#### Given instruction
Turn every line of the entries below into a numbered list, skipping any blank lines.

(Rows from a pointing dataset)
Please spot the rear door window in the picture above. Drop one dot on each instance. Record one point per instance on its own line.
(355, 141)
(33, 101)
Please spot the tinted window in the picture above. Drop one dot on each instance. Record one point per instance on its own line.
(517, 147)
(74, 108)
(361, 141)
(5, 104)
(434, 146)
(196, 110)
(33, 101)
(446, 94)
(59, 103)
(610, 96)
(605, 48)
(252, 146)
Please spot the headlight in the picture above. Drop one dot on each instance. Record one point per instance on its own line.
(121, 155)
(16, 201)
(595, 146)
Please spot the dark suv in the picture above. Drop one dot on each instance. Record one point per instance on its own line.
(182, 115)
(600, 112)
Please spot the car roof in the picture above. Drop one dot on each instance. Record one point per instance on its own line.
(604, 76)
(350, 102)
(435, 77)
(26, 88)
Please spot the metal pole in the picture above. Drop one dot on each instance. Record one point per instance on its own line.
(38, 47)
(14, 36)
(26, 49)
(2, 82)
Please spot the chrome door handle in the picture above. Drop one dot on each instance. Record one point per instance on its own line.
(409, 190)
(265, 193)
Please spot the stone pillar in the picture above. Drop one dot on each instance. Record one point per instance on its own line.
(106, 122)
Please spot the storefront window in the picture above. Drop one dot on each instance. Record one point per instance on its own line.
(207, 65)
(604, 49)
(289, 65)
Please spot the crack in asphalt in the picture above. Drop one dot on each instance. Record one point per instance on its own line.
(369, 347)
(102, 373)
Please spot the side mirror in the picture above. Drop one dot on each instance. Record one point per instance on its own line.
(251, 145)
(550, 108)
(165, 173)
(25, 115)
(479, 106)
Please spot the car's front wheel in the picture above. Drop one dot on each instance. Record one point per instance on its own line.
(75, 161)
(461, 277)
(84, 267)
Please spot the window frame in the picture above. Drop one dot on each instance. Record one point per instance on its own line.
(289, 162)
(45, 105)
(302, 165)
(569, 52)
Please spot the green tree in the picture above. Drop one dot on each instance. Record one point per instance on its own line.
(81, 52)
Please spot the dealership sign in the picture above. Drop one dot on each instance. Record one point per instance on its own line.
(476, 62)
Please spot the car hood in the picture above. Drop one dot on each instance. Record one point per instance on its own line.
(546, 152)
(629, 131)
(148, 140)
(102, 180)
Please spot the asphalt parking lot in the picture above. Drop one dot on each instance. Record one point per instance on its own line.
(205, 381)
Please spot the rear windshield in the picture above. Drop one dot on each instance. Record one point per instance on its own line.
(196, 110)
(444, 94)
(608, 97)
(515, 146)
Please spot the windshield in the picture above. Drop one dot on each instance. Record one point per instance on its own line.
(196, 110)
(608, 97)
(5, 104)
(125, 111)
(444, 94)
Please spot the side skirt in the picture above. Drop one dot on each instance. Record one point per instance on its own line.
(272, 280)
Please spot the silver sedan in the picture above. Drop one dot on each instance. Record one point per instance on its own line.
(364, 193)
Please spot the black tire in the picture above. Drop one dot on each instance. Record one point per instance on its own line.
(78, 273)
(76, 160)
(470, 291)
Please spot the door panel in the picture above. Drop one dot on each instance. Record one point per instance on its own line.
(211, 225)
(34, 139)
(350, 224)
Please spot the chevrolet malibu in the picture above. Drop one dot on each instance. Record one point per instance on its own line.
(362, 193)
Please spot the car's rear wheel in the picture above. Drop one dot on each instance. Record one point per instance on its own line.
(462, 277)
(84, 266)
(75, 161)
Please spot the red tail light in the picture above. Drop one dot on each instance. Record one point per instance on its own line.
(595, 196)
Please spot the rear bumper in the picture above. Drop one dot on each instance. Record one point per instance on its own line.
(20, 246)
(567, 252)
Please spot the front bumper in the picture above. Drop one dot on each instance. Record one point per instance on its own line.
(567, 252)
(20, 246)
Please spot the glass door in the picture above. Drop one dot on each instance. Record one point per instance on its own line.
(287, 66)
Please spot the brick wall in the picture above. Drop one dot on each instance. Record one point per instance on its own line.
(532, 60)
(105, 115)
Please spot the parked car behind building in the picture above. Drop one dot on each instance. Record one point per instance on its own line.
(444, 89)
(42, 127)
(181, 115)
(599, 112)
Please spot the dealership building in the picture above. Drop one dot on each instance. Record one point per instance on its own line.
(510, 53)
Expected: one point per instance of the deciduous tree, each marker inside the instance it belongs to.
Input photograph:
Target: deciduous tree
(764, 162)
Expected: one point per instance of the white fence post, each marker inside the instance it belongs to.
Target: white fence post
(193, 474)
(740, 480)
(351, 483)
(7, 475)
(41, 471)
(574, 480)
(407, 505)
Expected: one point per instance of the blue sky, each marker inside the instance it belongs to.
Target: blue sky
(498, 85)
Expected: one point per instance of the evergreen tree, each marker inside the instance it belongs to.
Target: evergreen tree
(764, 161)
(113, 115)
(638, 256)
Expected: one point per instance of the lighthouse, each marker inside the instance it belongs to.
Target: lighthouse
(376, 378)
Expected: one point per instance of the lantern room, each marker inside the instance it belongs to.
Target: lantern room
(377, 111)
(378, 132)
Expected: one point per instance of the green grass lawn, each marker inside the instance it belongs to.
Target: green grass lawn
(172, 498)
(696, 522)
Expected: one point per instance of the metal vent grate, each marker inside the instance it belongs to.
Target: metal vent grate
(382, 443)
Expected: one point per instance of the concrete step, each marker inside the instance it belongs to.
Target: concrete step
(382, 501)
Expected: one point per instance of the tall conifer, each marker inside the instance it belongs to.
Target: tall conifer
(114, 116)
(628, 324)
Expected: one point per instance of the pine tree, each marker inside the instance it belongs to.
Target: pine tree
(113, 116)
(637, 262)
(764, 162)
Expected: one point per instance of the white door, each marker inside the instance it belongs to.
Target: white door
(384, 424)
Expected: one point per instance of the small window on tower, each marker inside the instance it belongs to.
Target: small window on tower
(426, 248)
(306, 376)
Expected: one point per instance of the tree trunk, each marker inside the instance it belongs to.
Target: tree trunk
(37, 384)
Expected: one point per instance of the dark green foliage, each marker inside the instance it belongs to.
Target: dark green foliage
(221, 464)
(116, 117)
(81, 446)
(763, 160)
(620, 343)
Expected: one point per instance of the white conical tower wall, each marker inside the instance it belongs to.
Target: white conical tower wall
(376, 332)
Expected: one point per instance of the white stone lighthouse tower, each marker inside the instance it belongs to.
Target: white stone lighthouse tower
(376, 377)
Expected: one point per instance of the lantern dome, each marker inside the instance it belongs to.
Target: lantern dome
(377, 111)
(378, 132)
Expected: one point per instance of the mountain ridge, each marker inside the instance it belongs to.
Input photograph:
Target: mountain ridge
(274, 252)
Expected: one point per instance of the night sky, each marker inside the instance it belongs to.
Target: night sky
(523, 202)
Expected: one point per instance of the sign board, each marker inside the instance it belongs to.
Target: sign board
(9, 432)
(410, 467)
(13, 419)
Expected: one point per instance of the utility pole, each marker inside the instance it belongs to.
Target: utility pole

#### Output
1. Please spot the rear door window in the picture above. Drop one dot on each instance. Record one point per instance on its own line.
2. (355, 141)
3. (33, 101)
4. Please spot the tinted window in the picture above. Drop one dot on each instance. Record one point per instance on its own line.
5. (517, 147)
6. (74, 108)
7. (361, 141)
8. (5, 104)
9. (434, 146)
10. (196, 110)
11. (33, 101)
12. (446, 94)
13. (59, 103)
14. (610, 96)
15. (605, 48)
16. (252, 146)
17. Please spot the headlight in the picture above. Drop one dot on each instance. Record one point per instance on its own line.
18. (121, 155)
19. (16, 201)
20. (595, 146)
21. Please spot the dark suv in the picture above. Drop one dot on each instance. Record one point per instance on its own line.
22. (182, 115)
23. (600, 112)
24. Please spot the car roof in the picture above. Drop one dot on each instance. Record one point per instance on its own line.
25. (604, 76)
26. (350, 102)
27. (435, 77)
28. (26, 88)
29. Please spot the metal pole in the picture above. Drop one dot on each instance. Record one point per instance on its own line.
30. (38, 47)
31. (14, 36)
32. (26, 49)
33. (2, 82)
34. Please spot the chrome door handle in the picture above. Drop one dot on each instance. Record one point per instance on its own line.
35. (409, 190)
36. (265, 193)
37. Please spot the stone pillar in the picture above. Drop one dot on each instance. Record one point per instance on its own line.
38. (106, 122)
39. Please spot the storefront window in the picture above. Drop one dot on each instance. Record one point per instance on its own line.
40. (207, 65)
41. (604, 49)
42. (289, 65)
43. Please spot the crack in asphalt in the picture above. Drop one dot on each instance. Record one point per instance on its own line.
44. (369, 347)
45. (102, 373)
46. Please spot the side mirror in the picture above. Drop one dot on each instance. Record one point per instance on its own line.
47. (251, 145)
48. (550, 108)
49. (165, 173)
50. (25, 115)
51. (479, 106)
52. Please spot the car's front wheel in the picture above. Drop one dot on each instance. Record one point per instance on its own line.
53. (75, 161)
54. (461, 277)
55. (84, 267)
56. Please spot the window frame in the picture above. Drop one dot on each instance. Record one point per instance on its own line.
57. (289, 162)
58. (45, 105)
59. (302, 165)
60. (569, 52)
61. Please spot the green tree in the picture above. Drop one dot on each instance. Record one point per instance on its own line.
62. (81, 52)
63. Please spot the dealership sign in the picture above. Drop one dot on each instance. Record one point per instance on its own line.
64. (476, 62)
65. Please spot the car hood in the picture above. Drop one dot on each instance. Record one point per instance on its own line.
66. (546, 152)
67. (629, 131)
68. (148, 140)
69. (102, 180)
70. Please spot the asphalt parking lot in the picture above. Drop one dot on each instance. Record one point per instance on its own line.
71. (205, 381)
72. Please spot the rear windshield in the picture above. Drop one dot on each instance. Record one point per instance on its own line.
73. (196, 110)
74. (444, 94)
75. (608, 97)
76. (515, 146)
77. Please spot the windshield in the picture above. Drop one dot on each instance. Record one point per instance on its own line.
78. (196, 110)
79. (608, 97)
80. (5, 104)
81. (125, 111)
82. (444, 94)
83. Please spot the side skirt in the picture above. Drop one dot on each instance. Record one point per instance on its own line.
84. (272, 280)
85. Please spot the silver sedan in the picture above. Drop one dot on each instance. Record one point per instance on its own line.
86. (364, 193)
87. Please spot the black tire in the picture above. Drop one dot on each instance. Record one point per instance on its own line.
88. (78, 273)
89. (76, 160)
90. (470, 291)
91. Please spot the door panel in the picture above. Drop one dot on each instance. Record one point per instance on its own line.
92. (211, 225)
93. (34, 139)
94. (350, 224)
95. Please spot the chevrolet malibu in the picture above. Drop one dot on each instance. Record one point per instance on its own line.
96. (362, 193)
97. Please spot the car's rear wheel in the picture above. Drop one dot on each instance. Record one point per instance on its own line.
98. (462, 277)
99. (84, 266)
100. (75, 161)
101. Please spot the red tail light in the picture above. Drop one dot on each instance. Record one point per instance on its own line.
102. (595, 196)
103. Please spot the rear bumper in the picture above. Drop one dot on each instance. Record one point per instance on its own line.
104. (20, 246)
105. (567, 252)
106. Please spot the front bumper in the picture above. Drop one dot on each instance. Record one point per instance on its own line.
107. (567, 252)
108. (20, 246)
109. Please spot the glass door in the picture above. Drop one dot on each instance. Record one point per instance on its own line.
110. (287, 66)
111. Please spot the brick wall in the picture above. Drop one dot on each instance. Record one point per instance on its own line.
112. (532, 60)
113. (105, 115)
114. Please spot the parked car behind building in the picture above. Drop one dot on each instance. Record one point per instance on its own line.
115. (444, 89)
116. (42, 127)
117. (181, 115)
118. (599, 112)
119. Please spot the dealership building in the picture above. Drop one dot on each instance. Record one point per instance on its own line.
120. (510, 53)
121. Expected: one point per instance of the deciduous tree, each marker inside the instance it belongs to.
122. Input photograph:
123. Target: deciduous tree
124. (764, 162)
125. Expected: one point per instance of the white fence post, each marker inside the instance it belongs to.
126. Target: white fence post
127. (193, 474)
128. (740, 480)
129. (351, 483)
130. (7, 475)
131. (41, 471)
132. (574, 480)
133. (407, 505)
134. Expected: one point per instance of the blue sky, each marker inside the instance it belongs to.
135. Target: blue sky
136. (498, 85)
137. Expected: one point per instance of the evergreen tree, each marker inside the instance it belongs to.
138. Target: evergreen tree
139. (764, 161)
140. (113, 115)
141. (638, 256)
142. Expected: one point per instance of the lighthouse, each marker inside the instance it belongs to.
143. Target: lighthouse
144. (376, 378)
145. Expected: one point per instance of the lantern room, each marker inside the instance it belongs to.
146. Target: lantern room
147. (377, 111)
148. (378, 132)
149. Expected: one point per instance of the green grass lawn, each marker inside the instance it belongs to.
150. Target: green grass lawn
151. (172, 498)
152. (696, 522)
153. Expected: one point per instance of the metal vent grate, each marker inside the instance it belongs to.
154. Target: metal vent grate
155. (382, 443)
156. Expected: one point per instance of the concrete step, each marker inside the instance it belongs to.
157. Target: concrete step
158. (382, 501)
159. Expected: one point per instance of the tall conifer, each marker inside the instance it belongs to.
160. Target: tall conifer
161. (114, 116)
162. (628, 324)
163. Expected: one point per instance of the pine tree, each marker inside the instance it belongs to.
164. Target: pine tree
165. (113, 116)
166. (637, 262)
167. (764, 162)
168. Expected: one point per instance of the white door, each marker inside the instance it belongs to.
169. Target: white door
170. (384, 424)
171. Expected: one point per instance of the small window on tower, each marker inside the instance it belongs to.
172. Target: small window on tower
173. (426, 248)
174. (306, 376)
175. Expected: one point per instance of the tree trunk, each marker inside the instance it belongs to.
176. Target: tree trunk
177. (37, 384)
178. Expected: one point per instance of the dark green foliage, each marker inside the instance it belongs to.
179. Target: dark green foliage
180. (221, 464)
181. (116, 117)
182. (81, 446)
183. (763, 160)
184. (620, 343)
185. Expected: one point per instance of the white conical tower wall, each marker inside the instance it belongs to.
186. Target: white conical tower wall
187. (376, 332)
188. Expected: one point per instance of the white stone lighthouse tower, each marker inside the instance it belongs to.
189. Target: white stone lighthouse tower
190. (376, 377)
191. Expected: one point per instance of the lantern dome, each marker inside the instance it belongs to.
192. Target: lantern dome
193. (377, 111)
194. (378, 132)
195. Expected: one point per instance of the mountain ridge, each marker inside the instance it belongs to.
196. Input photograph:
197. Target: mountain ridge
198. (274, 252)
199. Expected: one point per instance of the night sky, each marker inside the instance it belongs to.
200. Target: night sky
201. (523, 202)
202. Expected: one point per instance of the sign board, each marker inside the instance it belongs to.
203. Target: sign board
204. (9, 432)
205. (410, 467)
206. (13, 419)
207. Expected: one point per instance of the utility pole, each marker inside the instance it belongs to.
208. Target: utility pole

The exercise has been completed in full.